● **The problem**
Search the records for "Spot". Copy every line where it appears.

╭─ Dataset extract

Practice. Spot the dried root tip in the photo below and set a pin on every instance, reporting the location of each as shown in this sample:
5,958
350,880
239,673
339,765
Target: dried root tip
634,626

╰─
╭─ Dataset extract

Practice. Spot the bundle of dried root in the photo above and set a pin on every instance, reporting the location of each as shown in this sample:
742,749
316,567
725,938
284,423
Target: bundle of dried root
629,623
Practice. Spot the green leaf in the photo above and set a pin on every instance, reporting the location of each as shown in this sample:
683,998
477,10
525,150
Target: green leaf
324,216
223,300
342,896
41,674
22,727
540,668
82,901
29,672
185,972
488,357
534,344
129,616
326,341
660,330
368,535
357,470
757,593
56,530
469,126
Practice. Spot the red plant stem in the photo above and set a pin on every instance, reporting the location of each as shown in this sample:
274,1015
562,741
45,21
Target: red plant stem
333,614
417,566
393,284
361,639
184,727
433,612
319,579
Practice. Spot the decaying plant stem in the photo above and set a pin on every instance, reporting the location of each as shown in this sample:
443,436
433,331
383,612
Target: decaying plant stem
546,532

╰─

● **Expected answer**
Practice. Spot the dried root tip in the photo below and set a pin on every instance, reporting the location of each as shown in this sample:
Practice. Spot the bundle of dried root in the photo above and set a pin on every instance, reporting the location of each as shown in this sample:
Practice. Spot the green leaf in the photo above and set a pin on every instance, reporting the location of each as shown in this sample:
Practice. Spot the red plant stem in the photo above and set a pin on every instance, reporting the location of each as shown in this sample:
Practice. Spot the decaying plant stem in the photo above and set a pin on every instance, reporting the location of each as shown in this sample:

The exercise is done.